Exercise description: The records beneath should be printed exactly, and the pictures are to be left out.

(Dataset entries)
===
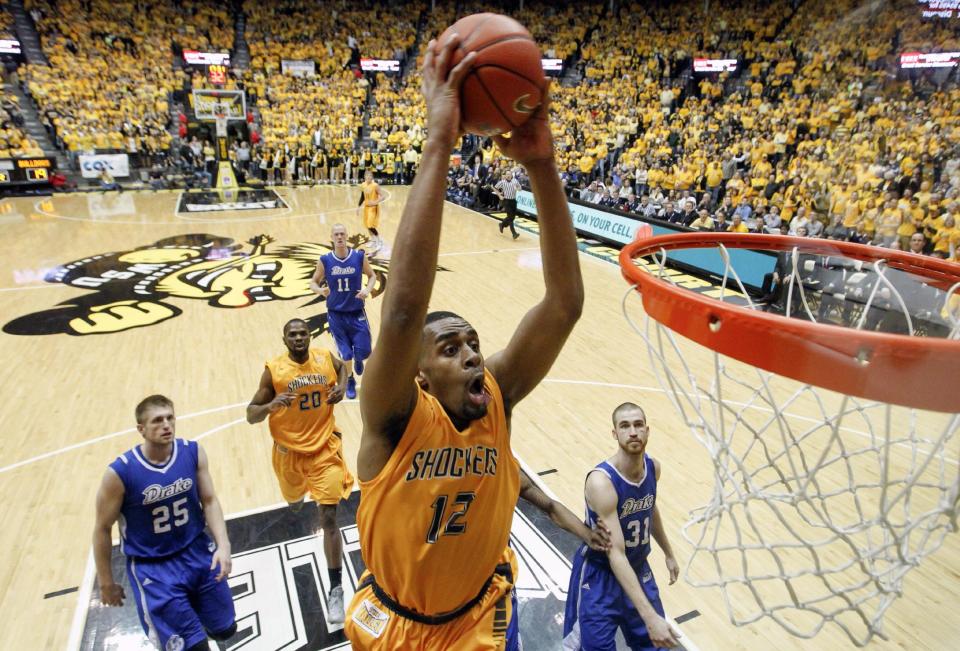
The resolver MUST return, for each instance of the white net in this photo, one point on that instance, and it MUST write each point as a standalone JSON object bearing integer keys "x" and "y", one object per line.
{"x": 821, "y": 503}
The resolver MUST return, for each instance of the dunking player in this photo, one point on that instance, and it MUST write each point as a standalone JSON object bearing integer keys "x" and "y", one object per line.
{"x": 162, "y": 493}
{"x": 435, "y": 460}
{"x": 370, "y": 200}
{"x": 338, "y": 277}
{"x": 617, "y": 589}
{"x": 297, "y": 391}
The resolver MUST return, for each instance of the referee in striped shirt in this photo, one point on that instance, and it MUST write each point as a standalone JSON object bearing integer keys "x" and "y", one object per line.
{"x": 507, "y": 189}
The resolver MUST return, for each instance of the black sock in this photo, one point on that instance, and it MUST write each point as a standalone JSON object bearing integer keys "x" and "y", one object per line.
{"x": 335, "y": 576}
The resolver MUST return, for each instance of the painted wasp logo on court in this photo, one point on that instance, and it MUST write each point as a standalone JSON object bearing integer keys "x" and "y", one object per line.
{"x": 133, "y": 289}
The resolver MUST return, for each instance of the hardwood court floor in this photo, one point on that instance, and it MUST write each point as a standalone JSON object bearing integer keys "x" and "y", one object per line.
{"x": 192, "y": 333}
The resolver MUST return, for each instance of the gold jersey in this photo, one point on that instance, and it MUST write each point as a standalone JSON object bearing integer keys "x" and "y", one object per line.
{"x": 307, "y": 425}
{"x": 435, "y": 522}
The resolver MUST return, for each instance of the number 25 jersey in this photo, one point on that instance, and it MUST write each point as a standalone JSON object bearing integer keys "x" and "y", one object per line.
{"x": 434, "y": 523}
{"x": 161, "y": 512}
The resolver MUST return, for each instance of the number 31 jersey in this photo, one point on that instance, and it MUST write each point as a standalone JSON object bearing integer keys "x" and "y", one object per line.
{"x": 635, "y": 504}
{"x": 161, "y": 513}
{"x": 307, "y": 425}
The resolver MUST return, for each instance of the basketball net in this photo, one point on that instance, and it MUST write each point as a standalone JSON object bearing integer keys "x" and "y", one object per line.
{"x": 821, "y": 502}
{"x": 226, "y": 179}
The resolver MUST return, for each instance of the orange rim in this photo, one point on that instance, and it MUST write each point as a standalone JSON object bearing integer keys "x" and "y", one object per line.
{"x": 918, "y": 372}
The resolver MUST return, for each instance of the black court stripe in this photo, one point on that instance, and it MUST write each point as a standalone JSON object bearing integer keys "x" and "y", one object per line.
{"x": 60, "y": 593}
{"x": 686, "y": 617}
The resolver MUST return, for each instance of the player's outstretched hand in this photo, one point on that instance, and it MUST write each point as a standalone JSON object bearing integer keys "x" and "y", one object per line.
{"x": 673, "y": 568}
{"x": 441, "y": 88}
{"x": 335, "y": 395}
{"x": 221, "y": 558}
{"x": 112, "y": 595}
{"x": 532, "y": 141}
{"x": 599, "y": 537}
{"x": 662, "y": 634}
{"x": 283, "y": 400}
===
Answer for this exercise:
The resolver MUST return, for each instance of the white net in this photo, one point on that instance, and it MUST write each point as a standalone JSON object bearing integer keys "x" and "y", one object per line.
{"x": 821, "y": 503}
The resolver MUST return, for each instance of the dunking player in this photo, one point on that instance, and it MUST write each point as a standalone JSON object bearing integer keys "x" and "y", one object per line.
{"x": 162, "y": 493}
{"x": 435, "y": 460}
{"x": 370, "y": 200}
{"x": 338, "y": 277}
{"x": 617, "y": 589}
{"x": 297, "y": 391}
The resolver MUST return, for each instance of the referee in striped shirt in this photo, one point on that instance, and it MUST write each point as a standalone JSON object bearing integer keys "x" and "y", one object per line.
{"x": 507, "y": 189}
The resolver MUST return, for each instance of the black sock in this photo, one point on that instance, and it MUST write each point as a standalone JSON object bearing integer keys "x" and "y", one object per line.
{"x": 335, "y": 576}
The resolver MUST return, for each instance of the painted wasp logo on court in this photo, one point on that instance, and it MUST write each point as a standalone JSON object bearing integer keys "x" and "y", one object per line.
{"x": 133, "y": 289}
The resolver MUST return, for each instance of the hardwood court floor in this photo, one point on that instance, and it MUST write each point as a standalone JSON object bearing integer keys "x" and "y", one object per line.
{"x": 192, "y": 333}
The resolver MUST return, for each instance of the gold jersey in this photo, one point on that instance, and it MUST write each point as a standalone JSON object bearing integer keys "x" and "y", one object per line.
{"x": 307, "y": 425}
{"x": 435, "y": 522}
The resolver MUST return, for each instance of the number 25 jersey in this photo, one point on that instance, and it MUST write each point as a standalone JSON object bearing integer keys "x" and "y", one object per line.
{"x": 434, "y": 523}
{"x": 161, "y": 512}
The resolver MUST return, for each instance of the number 31 jersey in this photo, one point on that instance, and it MUST write each point as a standalone JSON object bearing integer keys "x" and "y", one object per line.
{"x": 635, "y": 504}
{"x": 161, "y": 513}
{"x": 307, "y": 425}
The resolver MUST return, for each instance of the basketball net in this photo, one point on that instance, and it MUST write each point as a standalone JSON object bearing integer keys "x" and "y", one object per line.
{"x": 821, "y": 502}
{"x": 226, "y": 179}
The resolver MUST return, for each instance of the orange rim in this photo, one point on that instance, and it MUST write each point as a standalone JSON object bearing integer keys "x" and "y", one object per line.
{"x": 918, "y": 372}
The resolver MUST return, for each instance of the black court stripe in this photo, one point on that instance, and it MUST write each point as a standalone JSON object bearing integer keys "x" and "y", one object per line.
{"x": 60, "y": 593}
{"x": 686, "y": 617}
The resolver MUST return, for each instance of the player's outstretched hand in this photo, one point on that instance, and it MUST write each point as a standalone JSON object bearing integer keys "x" and "y", one object per line.
{"x": 673, "y": 568}
{"x": 441, "y": 88}
{"x": 335, "y": 395}
{"x": 221, "y": 558}
{"x": 112, "y": 595}
{"x": 532, "y": 141}
{"x": 599, "y": 537}
{"x": 662, "y": 634}
{"x": 283, "y": 400}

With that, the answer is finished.